**Set problem 1:** In the Vietnam tax update below, in what year did the company in the corporate income tax example obtain its investment certificate?

**Source extract:**

+---+

Global

Details

  • Service: Tax, International Corporate Tax, Global Indirect Tax, Mergers & Acquisitions, Global Compliance Management Services
  • Type: Regulatory update
  • Date: 1/24/2013

Vietnam - Corporate tax, VAT incentives for investment projects 

January 24:   Guidance from Vietnam’s tax authorities addresses tax incentives concerning certain investment projects.

Corporate income tax incentives

Concerning corporate income tax incentives, if a company had been established in 2006 and its investment project was approved by official letter also in 2006, but the company did not obtain its investment certificate until 2009, the project would be considered to be an investment expansion and as such would not be entitled to the corporate income tax incentives available for certain newly established enterprises.


Also, if an investment project was in the “pre-operating stage” and, before becoming operational, was cancelled due to changes in the investor’s business plan, expenses incurred during the pre-operating stage would not be deductable.

+---+

**Dataset extract:**
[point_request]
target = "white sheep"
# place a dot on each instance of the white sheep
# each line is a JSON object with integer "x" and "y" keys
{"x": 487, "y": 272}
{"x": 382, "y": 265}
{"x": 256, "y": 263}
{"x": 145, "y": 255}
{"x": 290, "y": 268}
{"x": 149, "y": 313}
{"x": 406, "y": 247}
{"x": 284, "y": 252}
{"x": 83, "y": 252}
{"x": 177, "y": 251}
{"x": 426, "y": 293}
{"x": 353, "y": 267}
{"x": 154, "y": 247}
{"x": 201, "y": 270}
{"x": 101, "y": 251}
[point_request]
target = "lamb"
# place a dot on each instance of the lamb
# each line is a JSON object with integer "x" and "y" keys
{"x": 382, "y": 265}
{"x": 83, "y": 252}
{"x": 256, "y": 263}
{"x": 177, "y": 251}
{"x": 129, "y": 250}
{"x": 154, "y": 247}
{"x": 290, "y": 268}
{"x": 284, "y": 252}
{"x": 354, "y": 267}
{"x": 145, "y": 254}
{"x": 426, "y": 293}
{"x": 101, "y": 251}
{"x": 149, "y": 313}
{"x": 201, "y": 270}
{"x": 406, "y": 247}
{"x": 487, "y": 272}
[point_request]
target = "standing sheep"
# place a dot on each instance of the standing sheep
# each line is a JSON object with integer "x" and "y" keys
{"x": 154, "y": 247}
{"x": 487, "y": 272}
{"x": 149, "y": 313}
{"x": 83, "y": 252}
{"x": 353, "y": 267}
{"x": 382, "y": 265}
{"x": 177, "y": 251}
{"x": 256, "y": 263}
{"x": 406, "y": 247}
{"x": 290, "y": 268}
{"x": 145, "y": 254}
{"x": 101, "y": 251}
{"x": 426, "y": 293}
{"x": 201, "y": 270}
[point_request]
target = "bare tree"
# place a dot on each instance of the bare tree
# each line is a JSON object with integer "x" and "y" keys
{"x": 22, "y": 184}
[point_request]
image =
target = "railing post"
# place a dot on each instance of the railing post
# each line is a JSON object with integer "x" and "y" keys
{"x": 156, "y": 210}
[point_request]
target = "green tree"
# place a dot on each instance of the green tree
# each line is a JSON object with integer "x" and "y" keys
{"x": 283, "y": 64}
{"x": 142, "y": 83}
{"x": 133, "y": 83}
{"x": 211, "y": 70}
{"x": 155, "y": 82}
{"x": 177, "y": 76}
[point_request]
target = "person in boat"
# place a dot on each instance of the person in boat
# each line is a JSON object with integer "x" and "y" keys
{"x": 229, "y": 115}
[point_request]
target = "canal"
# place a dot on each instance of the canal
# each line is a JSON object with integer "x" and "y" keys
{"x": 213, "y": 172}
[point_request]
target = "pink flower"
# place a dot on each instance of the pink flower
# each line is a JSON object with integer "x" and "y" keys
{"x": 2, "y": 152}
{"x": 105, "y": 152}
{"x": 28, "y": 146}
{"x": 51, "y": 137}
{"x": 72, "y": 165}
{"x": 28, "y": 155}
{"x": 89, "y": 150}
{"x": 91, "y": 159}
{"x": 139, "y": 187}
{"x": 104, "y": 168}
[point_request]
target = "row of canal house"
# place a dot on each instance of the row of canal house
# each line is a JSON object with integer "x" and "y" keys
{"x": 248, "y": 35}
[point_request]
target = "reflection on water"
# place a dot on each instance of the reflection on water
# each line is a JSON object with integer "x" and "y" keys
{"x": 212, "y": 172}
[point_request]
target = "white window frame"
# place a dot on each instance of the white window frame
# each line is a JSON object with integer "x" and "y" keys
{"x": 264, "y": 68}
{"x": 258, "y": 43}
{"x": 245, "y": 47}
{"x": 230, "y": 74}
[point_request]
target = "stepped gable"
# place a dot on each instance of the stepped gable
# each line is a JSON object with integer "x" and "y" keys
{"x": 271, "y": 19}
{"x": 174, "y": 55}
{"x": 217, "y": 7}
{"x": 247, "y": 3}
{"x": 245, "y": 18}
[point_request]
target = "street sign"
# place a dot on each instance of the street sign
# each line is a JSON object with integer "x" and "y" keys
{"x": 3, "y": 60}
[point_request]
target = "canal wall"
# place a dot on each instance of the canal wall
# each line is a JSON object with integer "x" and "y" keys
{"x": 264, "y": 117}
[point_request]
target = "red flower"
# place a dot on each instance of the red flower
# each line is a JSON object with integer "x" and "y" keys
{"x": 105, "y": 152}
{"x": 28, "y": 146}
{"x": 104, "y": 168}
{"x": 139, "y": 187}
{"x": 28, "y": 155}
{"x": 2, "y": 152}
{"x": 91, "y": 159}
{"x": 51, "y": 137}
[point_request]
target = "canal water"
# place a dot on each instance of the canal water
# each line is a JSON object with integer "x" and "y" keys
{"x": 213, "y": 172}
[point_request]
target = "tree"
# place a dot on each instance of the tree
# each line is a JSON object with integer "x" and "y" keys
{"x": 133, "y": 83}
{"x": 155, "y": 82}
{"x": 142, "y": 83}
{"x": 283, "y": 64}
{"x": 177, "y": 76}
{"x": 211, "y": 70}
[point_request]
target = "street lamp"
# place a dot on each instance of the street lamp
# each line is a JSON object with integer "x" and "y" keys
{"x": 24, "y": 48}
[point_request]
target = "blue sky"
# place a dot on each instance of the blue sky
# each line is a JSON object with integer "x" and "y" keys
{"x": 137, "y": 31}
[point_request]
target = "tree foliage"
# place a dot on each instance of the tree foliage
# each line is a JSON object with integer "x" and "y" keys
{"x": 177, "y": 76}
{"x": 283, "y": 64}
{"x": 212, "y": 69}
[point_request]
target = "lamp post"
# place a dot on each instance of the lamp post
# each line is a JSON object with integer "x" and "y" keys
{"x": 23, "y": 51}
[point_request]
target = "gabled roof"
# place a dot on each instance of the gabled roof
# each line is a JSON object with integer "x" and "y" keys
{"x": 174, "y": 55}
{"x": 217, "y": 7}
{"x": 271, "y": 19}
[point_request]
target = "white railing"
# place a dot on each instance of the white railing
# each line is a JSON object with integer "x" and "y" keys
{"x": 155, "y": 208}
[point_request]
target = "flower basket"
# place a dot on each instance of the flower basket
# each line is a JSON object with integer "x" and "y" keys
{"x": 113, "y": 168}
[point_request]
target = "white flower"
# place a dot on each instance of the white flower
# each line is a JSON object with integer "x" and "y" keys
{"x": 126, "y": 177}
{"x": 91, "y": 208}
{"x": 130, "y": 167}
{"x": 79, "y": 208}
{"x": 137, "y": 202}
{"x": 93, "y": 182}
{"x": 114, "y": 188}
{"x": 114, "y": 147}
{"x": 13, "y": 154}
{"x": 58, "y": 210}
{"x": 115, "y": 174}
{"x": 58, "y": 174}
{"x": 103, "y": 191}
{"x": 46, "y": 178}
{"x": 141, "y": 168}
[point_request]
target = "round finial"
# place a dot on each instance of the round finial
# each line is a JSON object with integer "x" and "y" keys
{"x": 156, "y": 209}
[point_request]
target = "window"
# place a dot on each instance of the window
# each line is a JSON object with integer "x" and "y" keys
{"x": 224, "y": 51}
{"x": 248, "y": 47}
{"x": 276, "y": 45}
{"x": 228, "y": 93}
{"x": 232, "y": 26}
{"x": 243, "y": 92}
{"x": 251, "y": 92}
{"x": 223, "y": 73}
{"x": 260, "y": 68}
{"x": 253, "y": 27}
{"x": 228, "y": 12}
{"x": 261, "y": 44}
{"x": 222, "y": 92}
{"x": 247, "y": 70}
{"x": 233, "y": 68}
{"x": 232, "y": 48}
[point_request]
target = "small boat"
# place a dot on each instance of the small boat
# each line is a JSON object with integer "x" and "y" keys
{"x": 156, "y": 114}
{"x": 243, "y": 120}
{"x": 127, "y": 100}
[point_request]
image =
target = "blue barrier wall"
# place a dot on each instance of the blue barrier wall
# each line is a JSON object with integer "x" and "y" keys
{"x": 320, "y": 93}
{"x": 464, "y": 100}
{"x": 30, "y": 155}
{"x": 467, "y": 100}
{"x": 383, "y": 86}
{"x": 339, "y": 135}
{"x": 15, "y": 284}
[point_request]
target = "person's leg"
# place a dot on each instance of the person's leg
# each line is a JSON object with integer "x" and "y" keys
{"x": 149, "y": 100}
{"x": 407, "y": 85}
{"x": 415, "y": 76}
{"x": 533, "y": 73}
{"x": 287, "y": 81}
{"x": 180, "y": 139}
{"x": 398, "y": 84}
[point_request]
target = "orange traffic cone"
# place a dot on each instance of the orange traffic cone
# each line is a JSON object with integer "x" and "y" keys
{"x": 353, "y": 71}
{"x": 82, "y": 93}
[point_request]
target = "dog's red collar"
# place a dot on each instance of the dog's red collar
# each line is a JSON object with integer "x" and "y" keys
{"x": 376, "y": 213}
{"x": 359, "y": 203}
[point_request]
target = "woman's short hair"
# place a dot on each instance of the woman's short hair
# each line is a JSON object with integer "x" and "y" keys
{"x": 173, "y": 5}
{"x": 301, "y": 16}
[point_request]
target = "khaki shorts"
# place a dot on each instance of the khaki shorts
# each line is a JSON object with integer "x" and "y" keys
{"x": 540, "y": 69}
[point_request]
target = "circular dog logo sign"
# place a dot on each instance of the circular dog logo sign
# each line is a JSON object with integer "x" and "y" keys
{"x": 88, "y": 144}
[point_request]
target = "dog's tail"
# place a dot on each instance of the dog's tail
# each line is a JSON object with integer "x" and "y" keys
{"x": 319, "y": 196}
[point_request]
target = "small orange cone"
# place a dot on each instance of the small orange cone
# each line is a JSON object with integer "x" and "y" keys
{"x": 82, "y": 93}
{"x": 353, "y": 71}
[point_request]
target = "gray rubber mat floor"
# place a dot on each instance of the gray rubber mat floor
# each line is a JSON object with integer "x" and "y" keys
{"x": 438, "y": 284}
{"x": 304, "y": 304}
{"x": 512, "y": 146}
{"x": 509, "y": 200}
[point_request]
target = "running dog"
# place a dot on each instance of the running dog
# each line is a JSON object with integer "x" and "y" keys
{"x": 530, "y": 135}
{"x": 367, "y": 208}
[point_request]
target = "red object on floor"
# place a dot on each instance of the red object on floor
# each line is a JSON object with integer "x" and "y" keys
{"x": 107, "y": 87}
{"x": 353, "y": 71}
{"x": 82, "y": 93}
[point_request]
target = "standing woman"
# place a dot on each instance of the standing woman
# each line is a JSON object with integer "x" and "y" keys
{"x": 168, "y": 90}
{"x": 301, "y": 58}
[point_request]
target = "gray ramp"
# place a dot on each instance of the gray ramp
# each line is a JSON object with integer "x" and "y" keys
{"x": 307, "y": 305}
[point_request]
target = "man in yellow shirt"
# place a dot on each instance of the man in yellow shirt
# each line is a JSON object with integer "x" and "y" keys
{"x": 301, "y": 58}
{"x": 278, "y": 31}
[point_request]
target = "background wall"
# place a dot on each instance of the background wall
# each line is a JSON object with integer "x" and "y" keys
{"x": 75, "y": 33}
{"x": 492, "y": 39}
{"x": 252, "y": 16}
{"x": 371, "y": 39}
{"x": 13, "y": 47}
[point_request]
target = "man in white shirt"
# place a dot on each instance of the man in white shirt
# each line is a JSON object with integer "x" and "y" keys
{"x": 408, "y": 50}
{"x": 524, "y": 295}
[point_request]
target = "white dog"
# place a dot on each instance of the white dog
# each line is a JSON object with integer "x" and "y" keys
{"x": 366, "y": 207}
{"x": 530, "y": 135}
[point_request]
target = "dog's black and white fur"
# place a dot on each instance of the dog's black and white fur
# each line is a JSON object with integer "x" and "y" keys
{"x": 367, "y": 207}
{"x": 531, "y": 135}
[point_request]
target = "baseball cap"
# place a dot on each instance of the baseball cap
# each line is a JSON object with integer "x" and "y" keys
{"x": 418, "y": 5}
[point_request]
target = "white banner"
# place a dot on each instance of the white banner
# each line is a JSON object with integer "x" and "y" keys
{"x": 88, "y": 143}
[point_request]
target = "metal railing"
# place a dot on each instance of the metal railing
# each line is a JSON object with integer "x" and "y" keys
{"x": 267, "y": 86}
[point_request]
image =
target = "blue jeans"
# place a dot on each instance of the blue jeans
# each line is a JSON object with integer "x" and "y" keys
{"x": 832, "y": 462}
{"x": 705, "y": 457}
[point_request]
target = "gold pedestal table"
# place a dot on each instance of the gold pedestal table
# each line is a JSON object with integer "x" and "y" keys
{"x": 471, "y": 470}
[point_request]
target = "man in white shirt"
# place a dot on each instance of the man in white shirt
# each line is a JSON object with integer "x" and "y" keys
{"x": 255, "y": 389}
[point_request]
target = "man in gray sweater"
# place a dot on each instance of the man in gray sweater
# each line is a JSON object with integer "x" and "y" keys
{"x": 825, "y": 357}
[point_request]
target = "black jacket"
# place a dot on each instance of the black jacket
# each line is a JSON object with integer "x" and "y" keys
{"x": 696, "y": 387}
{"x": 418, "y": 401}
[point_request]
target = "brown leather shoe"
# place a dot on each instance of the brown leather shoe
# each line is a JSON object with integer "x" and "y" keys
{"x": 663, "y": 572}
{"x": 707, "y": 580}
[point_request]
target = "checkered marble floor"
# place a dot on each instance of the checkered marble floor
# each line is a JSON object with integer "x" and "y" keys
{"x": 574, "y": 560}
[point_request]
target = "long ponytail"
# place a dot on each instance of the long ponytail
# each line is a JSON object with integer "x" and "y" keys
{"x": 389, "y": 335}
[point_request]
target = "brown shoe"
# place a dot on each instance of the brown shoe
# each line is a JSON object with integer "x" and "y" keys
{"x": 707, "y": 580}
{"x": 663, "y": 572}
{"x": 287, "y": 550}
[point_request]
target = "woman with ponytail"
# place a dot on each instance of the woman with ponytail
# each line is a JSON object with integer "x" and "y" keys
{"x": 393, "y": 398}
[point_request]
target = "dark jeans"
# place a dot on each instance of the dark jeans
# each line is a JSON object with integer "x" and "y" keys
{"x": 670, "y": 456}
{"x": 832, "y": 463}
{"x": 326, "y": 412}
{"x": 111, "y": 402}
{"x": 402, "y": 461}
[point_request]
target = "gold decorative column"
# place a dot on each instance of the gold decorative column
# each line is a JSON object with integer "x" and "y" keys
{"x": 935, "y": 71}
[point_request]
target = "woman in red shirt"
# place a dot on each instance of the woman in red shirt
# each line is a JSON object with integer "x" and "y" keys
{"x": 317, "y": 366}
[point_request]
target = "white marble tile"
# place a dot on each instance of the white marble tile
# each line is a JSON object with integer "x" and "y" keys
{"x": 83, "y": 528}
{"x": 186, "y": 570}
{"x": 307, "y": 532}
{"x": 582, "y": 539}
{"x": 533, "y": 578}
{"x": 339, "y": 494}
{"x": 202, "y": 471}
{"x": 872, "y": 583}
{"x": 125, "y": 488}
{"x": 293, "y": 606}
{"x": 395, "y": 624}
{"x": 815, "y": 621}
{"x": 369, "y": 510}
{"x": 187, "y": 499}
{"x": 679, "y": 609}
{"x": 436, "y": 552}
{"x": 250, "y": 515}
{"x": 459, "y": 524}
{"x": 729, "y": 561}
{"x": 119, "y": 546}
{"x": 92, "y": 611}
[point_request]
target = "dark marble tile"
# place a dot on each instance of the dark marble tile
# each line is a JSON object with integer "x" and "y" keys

+---+

**Set problem 2:** Count how many lines of the records contain the string "roof". Reply with the number only.

**Full response 1:** 2009

**Full response 2:** 2